Data for the task:
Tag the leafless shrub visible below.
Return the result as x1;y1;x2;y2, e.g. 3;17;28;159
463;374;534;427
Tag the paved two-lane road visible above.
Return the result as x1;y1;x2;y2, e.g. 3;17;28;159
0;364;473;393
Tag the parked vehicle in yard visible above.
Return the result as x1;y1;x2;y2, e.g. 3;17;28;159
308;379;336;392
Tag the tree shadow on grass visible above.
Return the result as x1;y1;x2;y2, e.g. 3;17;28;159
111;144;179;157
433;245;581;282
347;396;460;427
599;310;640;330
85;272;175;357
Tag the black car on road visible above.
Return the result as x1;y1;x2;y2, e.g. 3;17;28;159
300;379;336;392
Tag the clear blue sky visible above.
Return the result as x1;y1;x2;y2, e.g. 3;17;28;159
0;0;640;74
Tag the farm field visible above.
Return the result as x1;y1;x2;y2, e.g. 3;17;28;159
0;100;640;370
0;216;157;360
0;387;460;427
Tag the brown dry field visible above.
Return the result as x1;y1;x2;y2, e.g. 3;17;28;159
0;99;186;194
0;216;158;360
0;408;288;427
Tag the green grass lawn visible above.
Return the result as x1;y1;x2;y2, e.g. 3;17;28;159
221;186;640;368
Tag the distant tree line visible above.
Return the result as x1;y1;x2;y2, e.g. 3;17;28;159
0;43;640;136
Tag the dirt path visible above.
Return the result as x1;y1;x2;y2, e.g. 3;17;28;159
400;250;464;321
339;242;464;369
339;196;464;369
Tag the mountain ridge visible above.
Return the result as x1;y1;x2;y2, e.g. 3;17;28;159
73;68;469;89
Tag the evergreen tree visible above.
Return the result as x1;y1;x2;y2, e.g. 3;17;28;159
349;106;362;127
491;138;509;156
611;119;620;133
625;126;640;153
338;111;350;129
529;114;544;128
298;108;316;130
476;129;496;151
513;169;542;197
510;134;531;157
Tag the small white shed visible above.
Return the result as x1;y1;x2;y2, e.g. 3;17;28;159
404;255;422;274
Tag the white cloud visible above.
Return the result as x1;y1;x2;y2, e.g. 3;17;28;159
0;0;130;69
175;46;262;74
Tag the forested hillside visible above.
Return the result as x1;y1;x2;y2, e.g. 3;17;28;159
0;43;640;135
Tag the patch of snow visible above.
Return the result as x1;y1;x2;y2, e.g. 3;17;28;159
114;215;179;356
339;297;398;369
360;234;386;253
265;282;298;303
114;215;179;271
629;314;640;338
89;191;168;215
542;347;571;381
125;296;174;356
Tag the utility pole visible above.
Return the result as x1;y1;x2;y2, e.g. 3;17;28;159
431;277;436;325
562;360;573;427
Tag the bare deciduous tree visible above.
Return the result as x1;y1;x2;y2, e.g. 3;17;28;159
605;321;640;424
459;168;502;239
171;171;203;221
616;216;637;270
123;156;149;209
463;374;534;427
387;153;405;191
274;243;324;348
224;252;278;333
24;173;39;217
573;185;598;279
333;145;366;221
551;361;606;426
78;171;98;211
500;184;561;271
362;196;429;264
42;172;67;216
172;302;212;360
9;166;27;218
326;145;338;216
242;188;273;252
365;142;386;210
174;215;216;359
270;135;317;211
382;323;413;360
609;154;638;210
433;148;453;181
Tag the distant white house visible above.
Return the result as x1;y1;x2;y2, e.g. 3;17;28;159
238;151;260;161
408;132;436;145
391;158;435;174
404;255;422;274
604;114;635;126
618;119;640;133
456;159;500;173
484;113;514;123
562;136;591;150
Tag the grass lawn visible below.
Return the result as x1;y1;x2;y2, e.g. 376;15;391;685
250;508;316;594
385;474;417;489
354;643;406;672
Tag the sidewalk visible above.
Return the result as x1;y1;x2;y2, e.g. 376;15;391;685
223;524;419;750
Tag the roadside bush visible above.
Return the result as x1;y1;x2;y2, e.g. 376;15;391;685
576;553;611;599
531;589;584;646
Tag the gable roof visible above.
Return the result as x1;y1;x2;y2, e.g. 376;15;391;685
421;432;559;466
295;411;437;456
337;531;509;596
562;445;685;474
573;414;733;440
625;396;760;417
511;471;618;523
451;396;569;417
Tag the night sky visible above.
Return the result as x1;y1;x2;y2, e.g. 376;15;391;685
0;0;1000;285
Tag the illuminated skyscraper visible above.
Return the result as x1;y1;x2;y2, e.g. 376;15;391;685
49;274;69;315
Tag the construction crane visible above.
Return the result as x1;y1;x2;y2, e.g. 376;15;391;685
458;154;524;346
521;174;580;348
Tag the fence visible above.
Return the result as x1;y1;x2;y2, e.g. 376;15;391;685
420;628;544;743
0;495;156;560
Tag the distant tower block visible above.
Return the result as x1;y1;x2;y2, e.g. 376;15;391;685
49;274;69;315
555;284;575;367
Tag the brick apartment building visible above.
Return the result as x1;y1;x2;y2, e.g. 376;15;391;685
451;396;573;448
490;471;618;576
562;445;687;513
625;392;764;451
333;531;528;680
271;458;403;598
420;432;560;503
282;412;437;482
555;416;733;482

Goal of the exercise: Copy out the material above word for word, every line from first to last.

Response:
Tag the leafless shrub visible below.
Return the result as x1;y1;x2;y2, e.g. 3;17;28;159
463;374;534;427
Tag the paved two-lane road visible above.
Return the result as x1;y1;x2;y2, e.g. 3;17;28;159
0;364;473;393
Tag the parked vehicle in yard visible above.
Return the result as x1;y1;x2;y2, e.g. 3;17;28;159
308;379;336;392
Tag the tree shadow on grass visible above.
Return the result as x1;y1;x2;y2, e.g. 3;17;28;159
111;144;179;157
433;245;581;282
347;396;460;427
599;310;640;330
85;272;175;357
Tag the black car on road visible above.
Return the result as x1;y1;x2;y2, e.g. 3;17;28;159
300;379;336;392
Tag the clear blue sky visible above.
Return the result as x1;y1;x2;y2, e.g. 3;17;28;159
0;0;640;74
Tag the farm field visible above.
Return the result as x1;y1;x2;y2, e.g. 3;17;28;159
0;100;640;370
0;216;157;360
0;387;460;427
Tag the brown dry field visible above.
Return the result as x1;y1;x2;y2, e.g. 3;17;28;159
0;99;186;194
0;216;158;360
0;408;288;427
Tag the green grass lawn visible above.
Return the result as x1;y1;x2;y2, e.g. 3;17;28;159
221;186;640;368
Tag the distant tree line visible above.
Return the result as x1;y1;x2;y2, e.g. 3;17;28;159
0;43;640;136
Tag the dirt path visible above.
Return the result as x1;y1;x2;y2, e.g. 3;17;28;159
400;250;464;321
339;242;464;369
339;196;464;369
Tag the mountain ridge visible above.
Return the result as x1;y1;x2;y2, e.g. 3;17;28;159
73;68;469;89
Tag the evergreen tree visible above.
Return the result as x1;y1;x2;y2, e.g. 3;17;28;159
349;106;362;127
491;138;509;156
611;119;620;133
625;126;640;153
338;111;350;129
529;114;544;128
298;108;316;130
476;129;496;151
513;169;542;197
510;134;531;157
Tag the small white shed visible above.
Return the result as x1;y1;x2;y2, e.g. 3;17;28;159
404;255;422;274
Tag the white cloud visible above.
Return the result as x1;y1;x2;y2, e.g. 3;17;28;159
0;0;130;69
175;46;262;74
Tag the forested hillside visible above.
Return the result as x1;y1;x2;y2, e.g. 3;17;28;159
0;43;640;135
Tag the patch of snow visible above.
Return the result as x1;y1;x2;y2, e.g. 3;17;28;159
114;215;179;356
339;297;398;369
360;234;386;253
265;282;298;303
114;215;179;271
629;314;640;338
89;191;168;215
542;347;571;381
125;296;174;356
Tag the utility pole visible above.
Return the result as x1;y1;x2;y2, e.g. 3;17;28;159
431;277;436;325
562;360;573;427
Tag the bare deciduous tree visible above.
Return the result as x1;y1;x2;y2, e.g. 3;17;28;159
605;321;640;424
459;168;502;239
171;171;203;221
616;216;637;270
123;156;149;209
463;374;534;427
387;153;405;191
274;243;324;348
224;252;278;333
24;173;39;217
573;185;598;279
333;145;366;221
551;361;606;426
78;171;98;211
500;184;561;271
362;196;429;264
42;172;67;216
172;302;212;360
9;166;27;218
326;145;338;216
242;188;273;252
365;142;386;210
174;215;216;359
270;135;317;211
382;323;413;360
609;154;638;210
433;148;453;181
Tag the distant white house visible above.
Return the result as x1;y1;x2;y2, e.g. 3;17;28;159
238;151;260;161
408;132;436;145
391;158;435;174
404;255;422;274
604;114;635;126
618;119;640;133
456;159;500;173
484;113;514;123
562;136;591;150
Tag the grass lawn visible below.
Return the result as x1;y1;x2;y2, e.g. 376;15;391;685
250;508;316;594
385;474;417;489
354;643;406;672
Tag the sidewalk visible above.
Return the result as x1;y1;x2;y2, e.g. 376;15;391;685
223;524;419;750
Tag the roadside bush visible above.
Return the result as x1;y1;x2;y2, e.g. 376;15;391;685
576;553;611;599
531;589;584;646
Tag the gable roof visible above.
Return the result as x1;y1;x2;y2, e.g. 376;15;391;685
421;432;559;466
295;411;437;456
337;531;509;596
562;445;685;474
573;414;733;440
625;396;760;417
511;471;618;523
451;396;569;417
Tag the night sky visible above.
Return the result as x1;y1;x2;y2, e.g. 376;15;391;685
0;0;1000;285
Tag the illuminated skyscraper visible above.
Return the result as x1;y1;x2;y2, e.g. 376;15;391;685
49;274;69;315
Tag the construction crane visible above.
Return the result as x1;y1;x2;y2, e.g. 376;15;391;685
458;154;524;346
521;174;580;348
Tag the fence visible above.
Return the result as x1;y1;x2;y2, e.g. 376;15;391;685
420;628;544;743
0;495;156;560
Tag the distant tower block visible above.
Return the result as x1;y1;x2;y2, e.g. 376;15;391;685
49;274;69;315
555;284;575;367
Tag the brick apartment building visible above.
Return the result as x1;y1;x2;y2, e.g. 376;15;391;685
451;396;573;448
490;471;618;576
562;445;687;513
625;392;764;451
333;531;528;680
271;458;403;598
420;432;560;503
282;412;437;482
555;416;733;482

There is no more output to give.